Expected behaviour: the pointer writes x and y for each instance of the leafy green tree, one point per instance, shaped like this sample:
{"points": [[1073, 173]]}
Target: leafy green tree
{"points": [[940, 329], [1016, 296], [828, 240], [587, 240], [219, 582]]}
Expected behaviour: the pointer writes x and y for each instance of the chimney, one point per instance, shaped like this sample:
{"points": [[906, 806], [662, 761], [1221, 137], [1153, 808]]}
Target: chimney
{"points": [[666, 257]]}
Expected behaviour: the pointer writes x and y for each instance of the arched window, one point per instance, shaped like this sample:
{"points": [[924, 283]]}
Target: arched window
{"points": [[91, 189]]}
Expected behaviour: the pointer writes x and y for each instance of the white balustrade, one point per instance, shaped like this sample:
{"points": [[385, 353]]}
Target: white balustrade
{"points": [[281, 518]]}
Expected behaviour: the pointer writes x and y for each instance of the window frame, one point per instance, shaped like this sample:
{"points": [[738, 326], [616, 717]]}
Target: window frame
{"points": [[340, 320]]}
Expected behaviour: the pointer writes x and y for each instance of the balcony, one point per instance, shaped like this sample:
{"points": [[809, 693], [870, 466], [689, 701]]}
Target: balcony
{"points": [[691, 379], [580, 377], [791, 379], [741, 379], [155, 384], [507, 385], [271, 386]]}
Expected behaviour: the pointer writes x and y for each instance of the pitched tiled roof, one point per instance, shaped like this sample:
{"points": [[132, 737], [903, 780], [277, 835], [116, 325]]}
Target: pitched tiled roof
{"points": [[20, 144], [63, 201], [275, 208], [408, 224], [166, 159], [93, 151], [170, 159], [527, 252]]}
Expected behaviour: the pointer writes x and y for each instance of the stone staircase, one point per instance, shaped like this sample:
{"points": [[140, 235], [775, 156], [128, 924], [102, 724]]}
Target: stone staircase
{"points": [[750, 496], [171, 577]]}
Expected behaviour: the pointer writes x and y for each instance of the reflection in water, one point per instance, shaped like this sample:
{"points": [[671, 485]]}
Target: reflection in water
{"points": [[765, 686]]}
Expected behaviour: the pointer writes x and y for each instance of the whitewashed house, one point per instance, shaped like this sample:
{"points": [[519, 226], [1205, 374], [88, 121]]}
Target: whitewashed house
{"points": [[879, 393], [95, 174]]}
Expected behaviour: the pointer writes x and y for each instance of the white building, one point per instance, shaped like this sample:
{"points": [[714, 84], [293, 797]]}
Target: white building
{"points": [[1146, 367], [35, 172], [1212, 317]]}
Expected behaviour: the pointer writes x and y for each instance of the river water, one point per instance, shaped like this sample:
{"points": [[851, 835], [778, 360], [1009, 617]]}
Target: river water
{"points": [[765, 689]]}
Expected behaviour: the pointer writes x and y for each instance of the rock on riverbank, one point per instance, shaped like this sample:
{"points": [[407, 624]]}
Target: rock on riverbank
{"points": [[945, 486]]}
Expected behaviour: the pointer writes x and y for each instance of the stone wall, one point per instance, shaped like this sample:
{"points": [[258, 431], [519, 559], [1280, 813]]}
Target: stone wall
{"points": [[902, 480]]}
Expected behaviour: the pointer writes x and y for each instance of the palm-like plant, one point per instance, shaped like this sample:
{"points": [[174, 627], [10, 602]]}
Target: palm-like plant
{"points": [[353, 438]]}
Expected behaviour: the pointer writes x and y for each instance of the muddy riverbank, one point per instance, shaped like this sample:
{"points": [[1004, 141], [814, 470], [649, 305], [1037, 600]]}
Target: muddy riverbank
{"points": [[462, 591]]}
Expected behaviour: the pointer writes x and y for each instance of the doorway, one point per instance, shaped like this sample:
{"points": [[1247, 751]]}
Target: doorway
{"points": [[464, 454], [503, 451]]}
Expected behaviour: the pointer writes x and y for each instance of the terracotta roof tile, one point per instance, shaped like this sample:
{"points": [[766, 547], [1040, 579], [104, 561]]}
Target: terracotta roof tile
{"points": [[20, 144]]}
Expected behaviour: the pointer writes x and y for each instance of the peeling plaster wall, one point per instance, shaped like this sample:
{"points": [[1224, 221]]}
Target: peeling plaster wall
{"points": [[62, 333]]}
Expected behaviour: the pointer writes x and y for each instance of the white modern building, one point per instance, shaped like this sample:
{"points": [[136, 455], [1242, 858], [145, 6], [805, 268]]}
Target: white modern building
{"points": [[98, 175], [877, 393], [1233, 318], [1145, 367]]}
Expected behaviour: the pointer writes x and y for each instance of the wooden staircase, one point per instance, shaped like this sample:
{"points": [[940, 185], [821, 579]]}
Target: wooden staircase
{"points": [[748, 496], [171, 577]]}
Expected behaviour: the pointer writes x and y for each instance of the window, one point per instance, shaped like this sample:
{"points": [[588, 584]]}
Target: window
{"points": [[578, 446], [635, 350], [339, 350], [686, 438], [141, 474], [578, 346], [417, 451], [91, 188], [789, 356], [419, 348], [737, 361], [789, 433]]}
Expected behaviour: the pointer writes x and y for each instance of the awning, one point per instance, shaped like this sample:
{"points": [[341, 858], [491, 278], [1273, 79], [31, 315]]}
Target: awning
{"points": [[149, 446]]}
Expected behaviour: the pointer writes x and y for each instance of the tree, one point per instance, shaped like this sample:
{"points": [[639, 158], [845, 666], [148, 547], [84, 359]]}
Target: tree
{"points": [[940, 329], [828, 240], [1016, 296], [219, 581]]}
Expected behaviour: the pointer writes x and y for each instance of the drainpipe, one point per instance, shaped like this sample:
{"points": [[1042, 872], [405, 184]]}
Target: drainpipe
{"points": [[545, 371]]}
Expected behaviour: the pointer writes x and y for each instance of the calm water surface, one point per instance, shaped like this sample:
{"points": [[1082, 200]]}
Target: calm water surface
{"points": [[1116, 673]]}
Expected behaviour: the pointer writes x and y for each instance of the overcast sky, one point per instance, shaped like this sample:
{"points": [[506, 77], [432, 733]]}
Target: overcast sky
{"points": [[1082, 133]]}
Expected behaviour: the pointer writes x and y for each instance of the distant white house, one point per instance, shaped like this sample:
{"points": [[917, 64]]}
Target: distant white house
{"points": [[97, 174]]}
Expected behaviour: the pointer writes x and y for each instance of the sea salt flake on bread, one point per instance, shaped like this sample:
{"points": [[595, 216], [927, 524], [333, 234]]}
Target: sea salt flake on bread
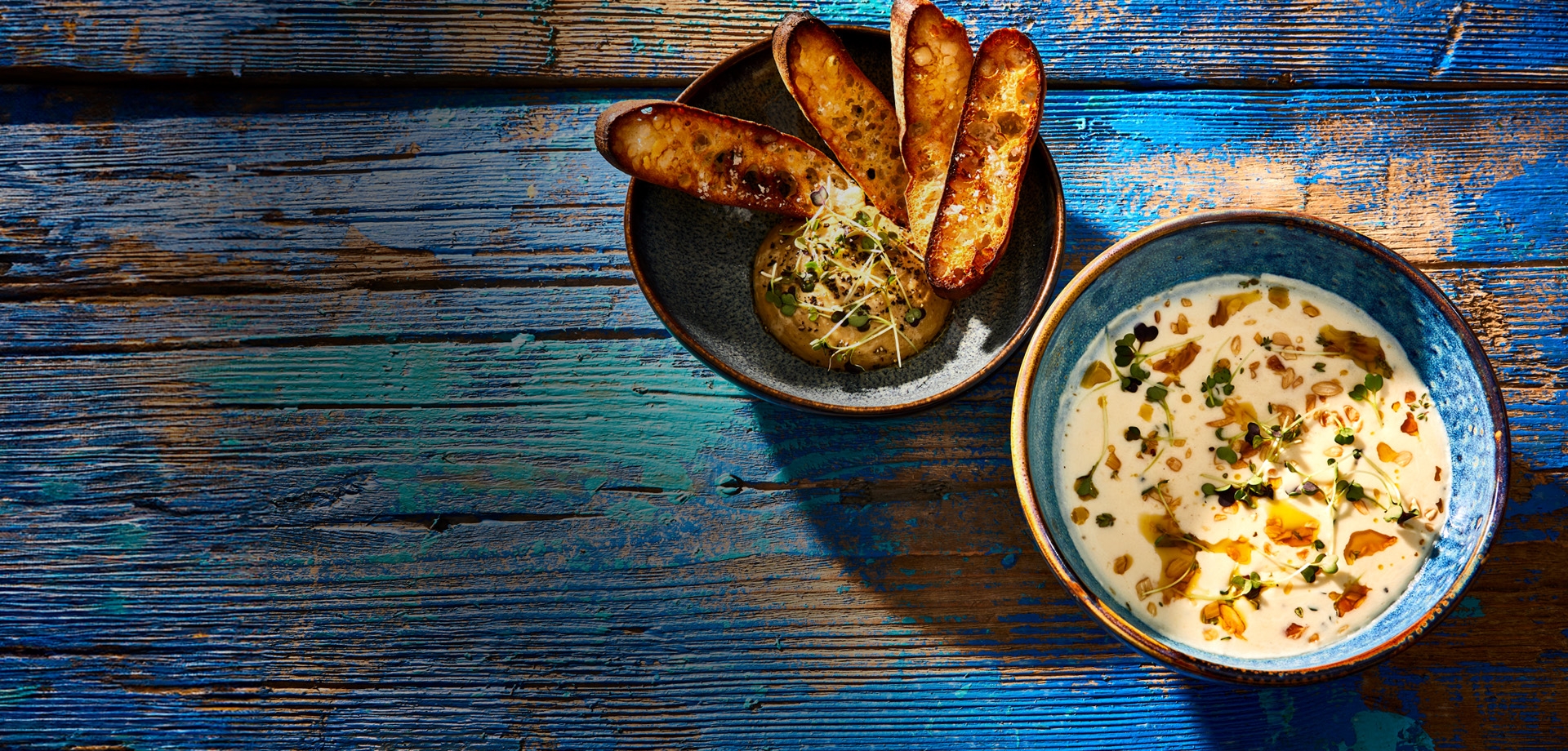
{"points": [[850, 113], [996, 134], [930, 78], [715, 158]]}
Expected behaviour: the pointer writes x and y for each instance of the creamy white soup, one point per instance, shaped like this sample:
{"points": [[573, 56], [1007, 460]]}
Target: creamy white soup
{"points": [[1252, 464]]}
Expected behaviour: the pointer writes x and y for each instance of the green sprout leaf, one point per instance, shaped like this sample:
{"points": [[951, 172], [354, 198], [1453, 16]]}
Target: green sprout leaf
{"points": [[1084, 487]]}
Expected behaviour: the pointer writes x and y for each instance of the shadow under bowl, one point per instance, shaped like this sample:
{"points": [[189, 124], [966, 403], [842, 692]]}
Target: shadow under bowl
{"points": [[1399, 296], [693, 262]]}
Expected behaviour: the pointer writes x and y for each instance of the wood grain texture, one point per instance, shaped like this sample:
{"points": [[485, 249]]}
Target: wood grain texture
{"points": [[1142, 42], [371, 441], [134, 193]]}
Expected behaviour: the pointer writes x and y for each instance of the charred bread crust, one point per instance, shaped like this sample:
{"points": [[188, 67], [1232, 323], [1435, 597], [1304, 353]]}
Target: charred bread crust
{"points": [[990, 158], [930, 76], [850, 113], [714, 158]]}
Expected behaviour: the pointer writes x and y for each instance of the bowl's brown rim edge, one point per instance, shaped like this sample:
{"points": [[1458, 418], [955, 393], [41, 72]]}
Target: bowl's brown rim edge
{"points": [[1015, 340], [1133, 633]]}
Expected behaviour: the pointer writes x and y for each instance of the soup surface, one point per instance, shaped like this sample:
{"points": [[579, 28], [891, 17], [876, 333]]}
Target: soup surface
{"points": [[1252, 464]]}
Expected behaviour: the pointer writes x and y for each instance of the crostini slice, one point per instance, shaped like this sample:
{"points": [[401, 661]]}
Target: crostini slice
{"points": [[990, 158], [853, 118], [715, 158], [930, 80]]}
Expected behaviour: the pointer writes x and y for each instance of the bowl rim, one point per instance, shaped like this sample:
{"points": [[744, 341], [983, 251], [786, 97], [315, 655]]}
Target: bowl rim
{"points": [[1133, 633], [1015, 340]]}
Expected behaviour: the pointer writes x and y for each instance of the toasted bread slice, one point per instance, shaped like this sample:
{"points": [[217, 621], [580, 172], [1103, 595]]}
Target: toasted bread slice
{"points": [[715, 158], [853, 118], [930, 78], [996, 136]]}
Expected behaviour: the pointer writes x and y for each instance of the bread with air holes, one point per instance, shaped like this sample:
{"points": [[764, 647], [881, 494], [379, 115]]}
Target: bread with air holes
{"points": [[715, 158], [985, 175], [850, 113], [930, 78]]}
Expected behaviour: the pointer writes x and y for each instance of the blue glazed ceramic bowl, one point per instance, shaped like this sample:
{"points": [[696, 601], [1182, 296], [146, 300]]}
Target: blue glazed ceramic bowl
{"points": [[693, 260], [1399, 296]]}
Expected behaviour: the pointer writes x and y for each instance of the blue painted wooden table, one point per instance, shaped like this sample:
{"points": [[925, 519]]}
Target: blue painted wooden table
{"points": [[333, 415]]}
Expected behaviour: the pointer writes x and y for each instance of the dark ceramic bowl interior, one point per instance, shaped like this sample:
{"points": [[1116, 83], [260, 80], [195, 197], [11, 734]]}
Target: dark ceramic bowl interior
{"points": [[693, 260], [1440, 345]]}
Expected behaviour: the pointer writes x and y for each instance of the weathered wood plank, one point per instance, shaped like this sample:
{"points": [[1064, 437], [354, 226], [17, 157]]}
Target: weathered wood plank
{"points": [[1518, 311], [323, 469], [501, 189], [1084, 41]]}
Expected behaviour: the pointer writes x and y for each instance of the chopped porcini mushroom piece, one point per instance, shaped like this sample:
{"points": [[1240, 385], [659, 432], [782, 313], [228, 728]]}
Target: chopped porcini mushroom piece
{"points": [[1178, 361], [1095, 374], [1232, 304], [1325, 389], [1361, 350], [1355, 593], [1365, 543], [1280, 296]]}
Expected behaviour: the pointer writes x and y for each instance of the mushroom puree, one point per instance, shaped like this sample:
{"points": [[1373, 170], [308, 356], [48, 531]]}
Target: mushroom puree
{"points": [[844, 289], [1252, 464]]}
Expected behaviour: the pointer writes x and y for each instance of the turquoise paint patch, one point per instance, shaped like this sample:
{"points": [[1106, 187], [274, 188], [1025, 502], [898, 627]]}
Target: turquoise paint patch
{"points": [[129, 536], [60, 490], [13, 696], [1387, 731], [115, 602]]}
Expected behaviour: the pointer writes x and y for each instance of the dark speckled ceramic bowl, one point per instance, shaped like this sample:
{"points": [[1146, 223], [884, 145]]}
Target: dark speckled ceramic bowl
{"points": [[693, 260], [1399, 296]]}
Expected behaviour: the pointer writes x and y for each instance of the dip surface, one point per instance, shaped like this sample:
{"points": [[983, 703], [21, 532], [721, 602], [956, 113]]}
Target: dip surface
{"points": [[1252, 464], [843, 291]]}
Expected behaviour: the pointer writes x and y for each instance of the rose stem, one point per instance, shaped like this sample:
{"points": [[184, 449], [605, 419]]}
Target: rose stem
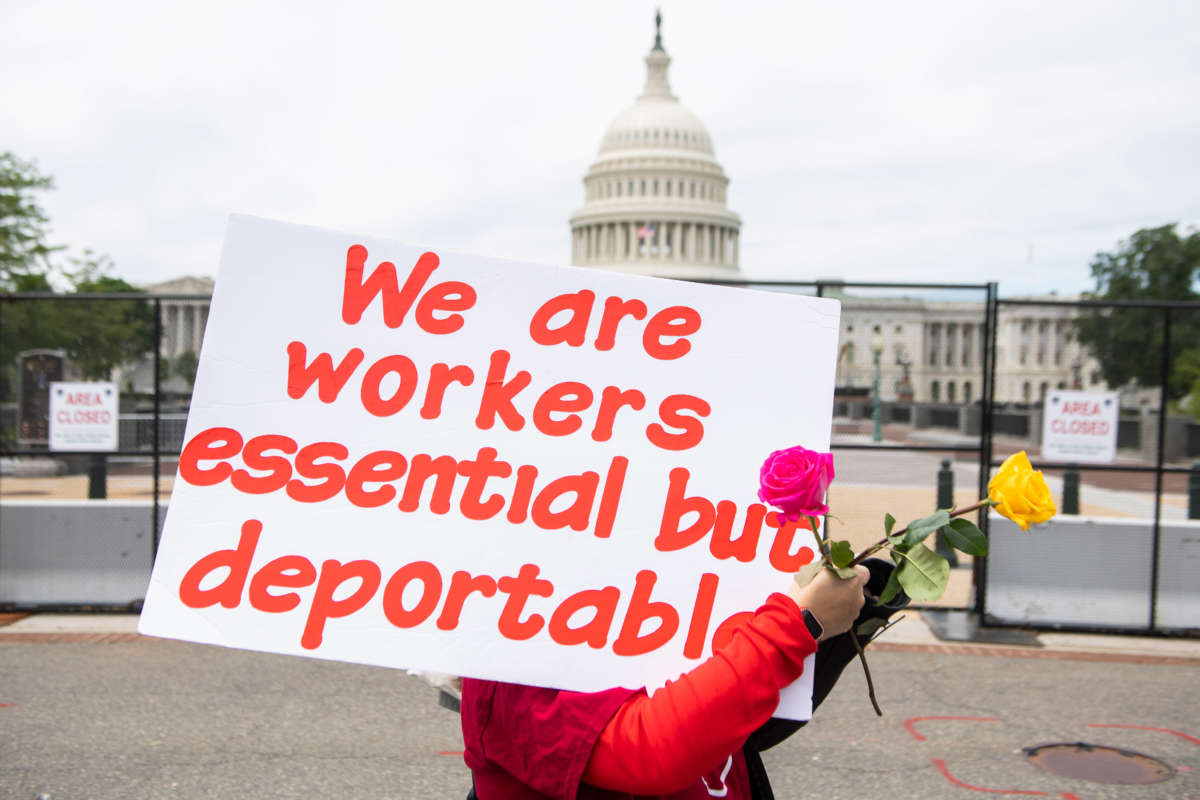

What you should do: Return exactly, and only, the lines above starting at the line that contains "window frame, one" and ending at the line that contains "stone staircase, one".

Completed exercise:
Expected behaviour: the pointer writes x and y for each instance of the window frame, one point per instance, shaped like this sample:
{"points": [[738, 326], [616, 717]]}
Target: window frame
{"points": [[340, 320]]}
Expected behaviour: the pointer writes x and y for each instance of the balcony, one point per instance, shaped like this sample:
{"points": [[809, 693], [870, 466], [689, 701]]}
Target: balcony
{"points": [[691, 379], [580, 377], [791, 379], [741, 379], [155, 384], [507, 385], [271, 386]]}
Expected behaviour: the pointer writes x and y for each instance of the pitched tiled roof, one point per instance, shaped like this sample:
{"points": [[132, 737], [903, 780], [277, 835], [116, 325]]}
Target: pitched tiled roof
{"points": [[20, 144], [63, 201], [275, 208], [408, 224], [166, 159], [93, 151], [170, 159], [527, 252]]}
Expected behaviour: the pointer writes x and y for each instance of the stone staircase, one point per instance, shaped like this sample:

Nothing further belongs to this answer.